• [TEXTE PROPOSÉ]

▼▼▼

La législation marocaine en matière d’héritage est conforme au droit musulman malékite en vertu duquel la fille hérite de la moitié de la part de son frère. Si par malheur cette fille n’a pas ce frère privilégié, elle entrera en concurrence dans la dévolution successorale de son père avec ses oncles paternels ou plus largement les héritiers mâles parents par les mâles. Si la remise en cause des règles d’héritage et leur sacralité commence à se faire entendre, elle se fait cependant timidement.
«Mon expérience personnelle sur une période de plus de vingt années est de constater l’émergence d’une volonté de renforcer la cellule familiale ainsi que l’abandon du comportement fataliste face au statut de la fille en matière de succession», explique un notaire, spécialisé dans l’héritage des femmes. Si les familles ont à présent la possibilité de contacter un notaire, notamment en matière d’acquisition immobilière, bon nombre consultent l’adoul, fidèle aux préceptes religieux. A la différence de ce dernier, le notaire contribue à l’éveil des mentalités en invoquant et en explicitant que ces règles pénalisantes pour les filles ne sont pas immuables et que du vivant des parents une réorganisation est envisageable.

▲▲▲

• [CONSIGNE]
Reformulez sous forme de liste le paragraphe du texte sur l’héritage au Maroc qui commence par « La législation marocaine en matière d’héritage », en conservant ses faits principaux.

• [DONNÉES RECUEILLIES]
▼▼▼

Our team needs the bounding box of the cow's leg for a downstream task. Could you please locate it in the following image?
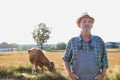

▲▲▲

• [RÉSULTAT]
- La législation marocaine sur l’héritage suit le droit musulman malékite : la fille hérite de la moitié de la part de son frère.
- Si elle n’a pas de frère, elle partage la succession de son père avec ses oncles paternels ou, plus largement, avec les héritiers mâles parents par les mâles.
- La remise en cause de ces règles et de leur sacralité commence à se faire entendre, mais timidement.